(Directive) Reproduce, without any change, the stretch of the material below from the line containing "I need help locating the white" through the line containing "[0,0,350,479]".

(Listed entries)
[start]

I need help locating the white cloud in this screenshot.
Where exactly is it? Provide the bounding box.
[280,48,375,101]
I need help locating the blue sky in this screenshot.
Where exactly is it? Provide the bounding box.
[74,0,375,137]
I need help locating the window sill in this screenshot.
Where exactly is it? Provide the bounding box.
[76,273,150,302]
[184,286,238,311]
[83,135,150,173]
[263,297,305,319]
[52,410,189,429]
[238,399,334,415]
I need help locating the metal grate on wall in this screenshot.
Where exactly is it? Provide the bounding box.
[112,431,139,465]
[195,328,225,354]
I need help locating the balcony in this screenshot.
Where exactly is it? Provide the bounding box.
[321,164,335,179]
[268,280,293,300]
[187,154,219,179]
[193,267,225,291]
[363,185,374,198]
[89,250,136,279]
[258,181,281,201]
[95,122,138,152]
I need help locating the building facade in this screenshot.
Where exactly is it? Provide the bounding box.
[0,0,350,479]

[end]
[start]

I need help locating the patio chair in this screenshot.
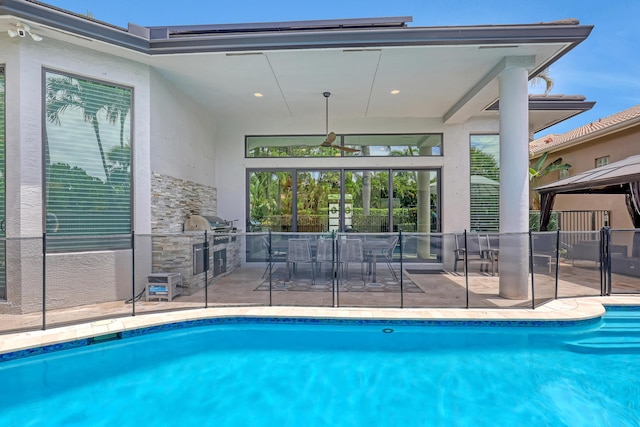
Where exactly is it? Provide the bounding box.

[end]
[start]

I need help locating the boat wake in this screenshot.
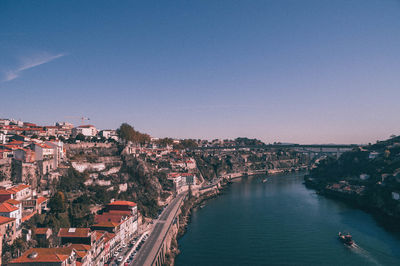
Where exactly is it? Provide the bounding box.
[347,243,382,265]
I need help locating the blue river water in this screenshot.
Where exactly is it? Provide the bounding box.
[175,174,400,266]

[end]

(Result below)
I need help locating the white cloud in this screenshot.
Where exactly is it? Provide the bounding box.
[280,48,375,101]
I need help locating the blue sky in this screenshot.
Where exactly is it? Provide the bounding box.
[74,0,375,137]
I need help locating the window sill in this screenshot.
Where exactly is it? Provide the bounding box.
[76,273,150,302]
[184,286,238,311]
[83,135,150,173]
[263,297,305,319]
[52,410,189,429]
[238,399,334,415]
I need help locating the metal grate on wall in this screenshot.
Where exactly is it? Provide the bounding box.
[112,431,139,465]
[195,328,225,354]
I need help locating the balcony in this screenshot.
Where exactly is it? Provide the bounding box.
[321,164,335,179]
[268,280,293,300]
[187,154,219,179]
[193,267,225,291]
[363,185,374,198]
[89,250,136,279]
[258,181,281,201]
[95,122,138,152]
I need help locating the building facade in this screenshot.
Where exactly is it? Provide the bounding box.
[0,0,350,479]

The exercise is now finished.